## WHAT NEEDS TO BE DONE
Reproduce every entry exactly, without alteration.

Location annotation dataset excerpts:
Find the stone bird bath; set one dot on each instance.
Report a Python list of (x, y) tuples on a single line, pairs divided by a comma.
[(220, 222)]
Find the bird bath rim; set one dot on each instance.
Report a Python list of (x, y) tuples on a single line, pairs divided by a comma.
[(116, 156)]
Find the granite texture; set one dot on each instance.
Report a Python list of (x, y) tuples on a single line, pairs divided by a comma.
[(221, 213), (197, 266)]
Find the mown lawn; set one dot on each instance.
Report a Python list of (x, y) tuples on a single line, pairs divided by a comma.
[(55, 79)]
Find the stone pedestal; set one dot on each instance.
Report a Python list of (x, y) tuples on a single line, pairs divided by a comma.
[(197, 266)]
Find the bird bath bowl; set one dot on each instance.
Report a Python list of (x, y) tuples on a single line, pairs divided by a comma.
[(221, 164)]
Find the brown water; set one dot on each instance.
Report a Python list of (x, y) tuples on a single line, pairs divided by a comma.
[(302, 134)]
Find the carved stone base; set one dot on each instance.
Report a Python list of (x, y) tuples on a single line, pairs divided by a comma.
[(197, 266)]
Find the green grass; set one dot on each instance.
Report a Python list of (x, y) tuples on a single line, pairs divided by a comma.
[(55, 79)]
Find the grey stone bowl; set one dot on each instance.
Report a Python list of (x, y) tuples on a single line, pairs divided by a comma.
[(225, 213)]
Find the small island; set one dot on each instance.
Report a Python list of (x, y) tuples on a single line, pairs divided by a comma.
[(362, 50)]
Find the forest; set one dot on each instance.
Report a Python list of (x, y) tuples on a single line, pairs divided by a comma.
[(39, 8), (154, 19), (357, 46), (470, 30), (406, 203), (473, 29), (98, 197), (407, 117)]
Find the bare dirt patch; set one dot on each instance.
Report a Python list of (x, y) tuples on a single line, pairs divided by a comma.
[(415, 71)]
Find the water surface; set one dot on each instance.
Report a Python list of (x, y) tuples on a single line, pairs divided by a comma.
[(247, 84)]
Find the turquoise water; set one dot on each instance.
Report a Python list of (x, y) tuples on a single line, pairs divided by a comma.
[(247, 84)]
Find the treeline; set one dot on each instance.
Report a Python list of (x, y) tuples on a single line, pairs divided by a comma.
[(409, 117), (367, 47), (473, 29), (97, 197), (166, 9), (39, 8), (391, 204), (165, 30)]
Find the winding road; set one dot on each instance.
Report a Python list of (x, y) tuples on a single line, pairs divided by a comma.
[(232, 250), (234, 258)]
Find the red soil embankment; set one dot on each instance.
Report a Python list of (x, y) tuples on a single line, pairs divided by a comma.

## RIGHT ANSWER
Find the stone bird bath; set one dot on each instance.
Report a Python list of (x, y) tuples on a single line, pairs divided by a comma.
[(220, 222)]
Find the bird bath rim; set one dot on each instance.
Report a Python list of (x, y) tuples on a single line, pairs divided by a comma.
[(116, 156)]
Find the granite texture; set one dot on each instance.
Report a Python list of (x, y) tuples on a single line, pairs divided by a comma.
[(221, 213), (197, 266)]
Find the mown lawn; set one dot on each instance.
Report a Python list of (x, y) tuples on a single line, pairs divided by a comma.
[(55, 79)]
Find the stone pedestal; set one dot on each instance.
Report a Python list of (x, y) tuples on a single line, pairs divided by a comma.
[(197, 266)]
Find the bird bath bowl; set one dot on each instance.
Report a Python list of (x, y) tuples on a single line, pairs divided by a comma.
[(221, 164)]
Find the brown water; set one dot on each instance.
Report a Python list of (x, y) tuples on a single line, pairs divided by a comma.
[(302, 134)]
Find the carved stone base; set one dot on each instance.
Report a Python list of (x, y) tuples on a single line, pairs divided by a comma.
[(197, 266)]
Find the green grass; set one dot on each instance.
Report a Python list of (x, y) tuples on a single line, pairs divided by a comma.
[(55, 79)]
Find the grey stone bowl; set one dot on each instance.
Report a Python list of (x, y) tuples on a single line, pairs divided by a comma.
[(225, 213)]
Find the small island; set one dot on each instance.
Report a Python list of (x, y) tuples on a single line, pairs divided by a comma.
[(362, 50)]
Find the forest; set one dot on each instance.
Report a Python list of (x, y) tuples on a single line, pairs divided by a comma.
[(39, 8), (154, 19), (357, 46), (470, 30), (406, 203), (473, 29), (98, 197), (407, 117)]
Find the bare dirt patch; set one dot on each instance.
Report a Python list of (x, y) tuples on a single line, pairs divided by a comma.
[(415, 71)]
Find the water surface; set one dot on each instance.
Report a Python list of (x, y) tuples on a single line, pairs divided by a comma.
[(247, 84)]
Find the turquoise water; set one dot on each instance.
Report a Python list of (x, y) tuples on a single line, pairs divided by a comma.
[(247, 84)]
Find the treeline; set one dot on each instance.
Report a Python list of (x, y) tuples on a single line, pairs divided by a comma.
[(409, 117), (367, 47), (473, 29), (97, 197), (166, 9), (39, 8), (391, 204), (165, 30)]
Find the winding road; set one dot on each instance.
Report a Python list of (x, y) tuples on a single line, pairs divided by a comma.
[(232, 250), (234, 258)]
Find the red soil embankment; set one dot on each instance.
Report a Python list of (x, y) tuples on a single line, pairs divided by a comma.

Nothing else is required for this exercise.